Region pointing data
'''

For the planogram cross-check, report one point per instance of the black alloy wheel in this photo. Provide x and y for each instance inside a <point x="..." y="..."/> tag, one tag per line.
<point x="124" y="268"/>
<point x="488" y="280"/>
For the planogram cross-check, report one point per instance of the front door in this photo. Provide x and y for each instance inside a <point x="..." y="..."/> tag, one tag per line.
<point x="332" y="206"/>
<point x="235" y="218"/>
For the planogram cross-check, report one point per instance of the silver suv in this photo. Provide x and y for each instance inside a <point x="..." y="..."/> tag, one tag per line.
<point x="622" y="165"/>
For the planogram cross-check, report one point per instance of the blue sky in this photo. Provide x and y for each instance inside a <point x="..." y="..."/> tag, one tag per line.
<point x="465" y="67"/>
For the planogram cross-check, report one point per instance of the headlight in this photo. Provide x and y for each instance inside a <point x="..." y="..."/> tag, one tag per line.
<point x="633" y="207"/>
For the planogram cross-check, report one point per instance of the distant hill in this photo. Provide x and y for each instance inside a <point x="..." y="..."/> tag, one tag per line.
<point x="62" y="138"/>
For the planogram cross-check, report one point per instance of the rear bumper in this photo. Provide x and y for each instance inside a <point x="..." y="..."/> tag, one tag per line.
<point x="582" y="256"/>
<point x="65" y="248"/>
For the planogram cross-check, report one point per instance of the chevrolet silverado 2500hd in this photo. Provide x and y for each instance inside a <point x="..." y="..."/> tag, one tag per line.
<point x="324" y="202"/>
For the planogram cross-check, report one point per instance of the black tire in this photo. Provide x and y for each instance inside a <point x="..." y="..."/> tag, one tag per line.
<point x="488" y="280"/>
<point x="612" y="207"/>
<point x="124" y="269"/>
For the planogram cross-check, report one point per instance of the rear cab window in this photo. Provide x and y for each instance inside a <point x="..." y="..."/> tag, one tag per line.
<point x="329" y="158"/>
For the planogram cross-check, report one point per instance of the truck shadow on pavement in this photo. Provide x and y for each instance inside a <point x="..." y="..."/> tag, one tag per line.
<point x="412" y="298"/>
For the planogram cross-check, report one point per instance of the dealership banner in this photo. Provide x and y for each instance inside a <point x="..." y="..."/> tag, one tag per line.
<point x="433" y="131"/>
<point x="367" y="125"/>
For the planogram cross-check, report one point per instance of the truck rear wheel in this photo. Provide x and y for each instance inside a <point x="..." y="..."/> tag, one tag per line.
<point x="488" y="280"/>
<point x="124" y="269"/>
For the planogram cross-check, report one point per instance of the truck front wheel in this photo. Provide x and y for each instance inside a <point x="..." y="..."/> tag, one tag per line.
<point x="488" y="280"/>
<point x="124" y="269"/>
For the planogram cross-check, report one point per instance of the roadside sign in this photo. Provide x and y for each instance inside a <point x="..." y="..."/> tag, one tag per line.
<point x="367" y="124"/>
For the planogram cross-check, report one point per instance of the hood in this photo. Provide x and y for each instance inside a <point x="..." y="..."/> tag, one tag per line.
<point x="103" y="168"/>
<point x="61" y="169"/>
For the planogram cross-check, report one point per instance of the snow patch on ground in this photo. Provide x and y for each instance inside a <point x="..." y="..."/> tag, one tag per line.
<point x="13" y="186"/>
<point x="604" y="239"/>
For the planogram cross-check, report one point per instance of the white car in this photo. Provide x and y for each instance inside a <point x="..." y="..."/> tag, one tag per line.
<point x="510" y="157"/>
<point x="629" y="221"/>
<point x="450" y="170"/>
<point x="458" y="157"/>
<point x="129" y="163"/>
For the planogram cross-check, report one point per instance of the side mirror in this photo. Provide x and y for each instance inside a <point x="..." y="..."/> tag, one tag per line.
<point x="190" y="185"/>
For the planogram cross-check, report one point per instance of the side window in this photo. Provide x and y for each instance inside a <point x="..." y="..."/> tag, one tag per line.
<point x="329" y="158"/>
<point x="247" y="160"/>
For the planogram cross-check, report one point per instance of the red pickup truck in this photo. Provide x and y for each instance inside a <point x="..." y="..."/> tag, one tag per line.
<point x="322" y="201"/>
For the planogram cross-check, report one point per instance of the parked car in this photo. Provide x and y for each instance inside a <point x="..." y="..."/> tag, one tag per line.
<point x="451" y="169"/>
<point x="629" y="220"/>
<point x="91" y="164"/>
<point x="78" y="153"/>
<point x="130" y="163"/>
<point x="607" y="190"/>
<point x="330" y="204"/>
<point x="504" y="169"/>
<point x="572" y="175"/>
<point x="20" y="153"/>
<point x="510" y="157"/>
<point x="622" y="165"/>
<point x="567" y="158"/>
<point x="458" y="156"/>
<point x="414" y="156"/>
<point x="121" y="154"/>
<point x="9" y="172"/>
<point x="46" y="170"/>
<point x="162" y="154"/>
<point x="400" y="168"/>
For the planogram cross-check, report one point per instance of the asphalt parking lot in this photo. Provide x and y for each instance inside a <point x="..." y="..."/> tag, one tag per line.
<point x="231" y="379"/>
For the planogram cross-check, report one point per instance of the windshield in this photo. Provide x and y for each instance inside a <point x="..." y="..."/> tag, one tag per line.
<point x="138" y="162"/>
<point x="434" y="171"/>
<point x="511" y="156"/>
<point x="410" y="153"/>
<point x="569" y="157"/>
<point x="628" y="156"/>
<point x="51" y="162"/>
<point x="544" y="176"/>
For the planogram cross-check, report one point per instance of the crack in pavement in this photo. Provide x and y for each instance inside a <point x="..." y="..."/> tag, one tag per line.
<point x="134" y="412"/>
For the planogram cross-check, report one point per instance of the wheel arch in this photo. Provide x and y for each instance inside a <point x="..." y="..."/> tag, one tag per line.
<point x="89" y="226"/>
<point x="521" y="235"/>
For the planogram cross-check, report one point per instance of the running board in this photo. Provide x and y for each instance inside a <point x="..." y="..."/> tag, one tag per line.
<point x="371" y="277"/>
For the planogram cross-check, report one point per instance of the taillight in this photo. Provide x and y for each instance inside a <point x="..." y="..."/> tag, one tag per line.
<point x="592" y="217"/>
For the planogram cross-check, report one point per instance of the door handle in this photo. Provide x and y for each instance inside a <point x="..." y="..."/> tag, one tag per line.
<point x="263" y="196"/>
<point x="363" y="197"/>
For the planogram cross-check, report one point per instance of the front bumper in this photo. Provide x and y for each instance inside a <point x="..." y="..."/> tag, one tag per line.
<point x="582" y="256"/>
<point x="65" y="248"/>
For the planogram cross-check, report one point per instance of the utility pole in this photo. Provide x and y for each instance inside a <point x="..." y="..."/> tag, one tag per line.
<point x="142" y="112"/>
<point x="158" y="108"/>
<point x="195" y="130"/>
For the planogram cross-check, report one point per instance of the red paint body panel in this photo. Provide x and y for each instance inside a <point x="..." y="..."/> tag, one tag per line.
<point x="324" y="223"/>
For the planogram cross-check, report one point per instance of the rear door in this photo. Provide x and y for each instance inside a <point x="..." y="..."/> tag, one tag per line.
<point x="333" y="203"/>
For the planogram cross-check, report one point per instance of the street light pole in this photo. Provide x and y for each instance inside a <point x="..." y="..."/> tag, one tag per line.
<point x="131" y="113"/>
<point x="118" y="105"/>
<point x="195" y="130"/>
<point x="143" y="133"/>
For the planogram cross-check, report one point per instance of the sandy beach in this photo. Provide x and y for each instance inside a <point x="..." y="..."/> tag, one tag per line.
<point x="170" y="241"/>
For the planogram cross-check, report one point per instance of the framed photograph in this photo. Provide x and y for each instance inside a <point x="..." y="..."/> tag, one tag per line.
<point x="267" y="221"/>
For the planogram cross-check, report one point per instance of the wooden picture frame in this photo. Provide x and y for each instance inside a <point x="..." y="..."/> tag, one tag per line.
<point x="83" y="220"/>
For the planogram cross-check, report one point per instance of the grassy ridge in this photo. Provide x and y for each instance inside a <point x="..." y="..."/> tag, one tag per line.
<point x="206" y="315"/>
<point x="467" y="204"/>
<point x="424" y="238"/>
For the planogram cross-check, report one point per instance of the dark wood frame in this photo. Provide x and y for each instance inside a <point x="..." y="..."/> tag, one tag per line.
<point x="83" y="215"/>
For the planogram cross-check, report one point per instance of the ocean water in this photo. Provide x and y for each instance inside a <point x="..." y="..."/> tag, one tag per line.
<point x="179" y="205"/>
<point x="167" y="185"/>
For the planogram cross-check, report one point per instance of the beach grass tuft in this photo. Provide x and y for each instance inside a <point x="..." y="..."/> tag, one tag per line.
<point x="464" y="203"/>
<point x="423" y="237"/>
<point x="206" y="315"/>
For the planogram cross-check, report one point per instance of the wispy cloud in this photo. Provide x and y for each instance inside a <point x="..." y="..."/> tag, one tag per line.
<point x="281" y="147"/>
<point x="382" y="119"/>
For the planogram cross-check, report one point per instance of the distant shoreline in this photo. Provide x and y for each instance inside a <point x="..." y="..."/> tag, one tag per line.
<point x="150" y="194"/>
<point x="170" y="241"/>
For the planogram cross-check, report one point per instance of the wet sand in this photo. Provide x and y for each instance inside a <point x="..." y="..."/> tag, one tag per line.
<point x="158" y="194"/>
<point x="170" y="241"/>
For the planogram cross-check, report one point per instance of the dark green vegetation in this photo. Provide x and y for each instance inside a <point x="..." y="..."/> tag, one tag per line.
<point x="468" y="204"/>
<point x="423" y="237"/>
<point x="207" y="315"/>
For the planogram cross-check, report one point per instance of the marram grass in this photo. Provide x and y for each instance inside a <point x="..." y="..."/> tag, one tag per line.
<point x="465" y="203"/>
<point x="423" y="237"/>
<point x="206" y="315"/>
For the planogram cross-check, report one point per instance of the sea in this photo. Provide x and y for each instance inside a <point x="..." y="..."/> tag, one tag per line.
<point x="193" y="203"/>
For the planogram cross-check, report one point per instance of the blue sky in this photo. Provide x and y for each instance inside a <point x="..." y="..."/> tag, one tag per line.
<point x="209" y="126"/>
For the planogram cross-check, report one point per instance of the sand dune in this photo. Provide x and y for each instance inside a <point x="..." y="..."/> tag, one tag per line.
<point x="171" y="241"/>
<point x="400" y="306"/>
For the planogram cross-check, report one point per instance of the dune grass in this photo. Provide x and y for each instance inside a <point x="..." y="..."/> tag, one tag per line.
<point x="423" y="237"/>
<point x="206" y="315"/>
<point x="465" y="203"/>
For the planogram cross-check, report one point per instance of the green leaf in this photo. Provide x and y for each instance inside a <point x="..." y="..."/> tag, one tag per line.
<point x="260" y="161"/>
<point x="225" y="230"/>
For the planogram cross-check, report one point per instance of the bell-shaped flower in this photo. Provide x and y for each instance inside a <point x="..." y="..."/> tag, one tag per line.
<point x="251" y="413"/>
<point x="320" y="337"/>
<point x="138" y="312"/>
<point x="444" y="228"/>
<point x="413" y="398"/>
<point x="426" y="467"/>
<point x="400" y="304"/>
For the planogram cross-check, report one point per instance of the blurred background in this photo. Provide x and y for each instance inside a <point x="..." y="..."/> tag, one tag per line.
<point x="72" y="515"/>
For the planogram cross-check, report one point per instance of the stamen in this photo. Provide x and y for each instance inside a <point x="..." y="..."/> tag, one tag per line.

'''

- _Activity_
Write out exactly each line of the entries, starting at the one containing "of the bell-shaped" and finishing with the last line.

- _Result for this exercise_
For the planogram cross-check, report one point per instance of the bell-shaped flower in this photo. Provide x and y for each instance inside a <point x="..." y="..."/> tag, one tag per line.
<point x="251" y="413"/>
<point x="320" y="337"/>
<point x="138" y="312"/>
<point x="444" y="228"/>
<point x="413" y="398"/>
<point x="426" y="467"/>
<point x="400" y="304"/>
For the planogram cross-check, report one point per instance of the blurred background in this photo. Provide x and y for each instance inside a <point x="..." y="..."/> tag, one tag per line.
<point x="72" y="515"/>
For the planogram cross-check, report one point per instance of the stamen in this photo. Provide x and y for each instance inside a <point x="..." y="..."/> tag, one tag per line.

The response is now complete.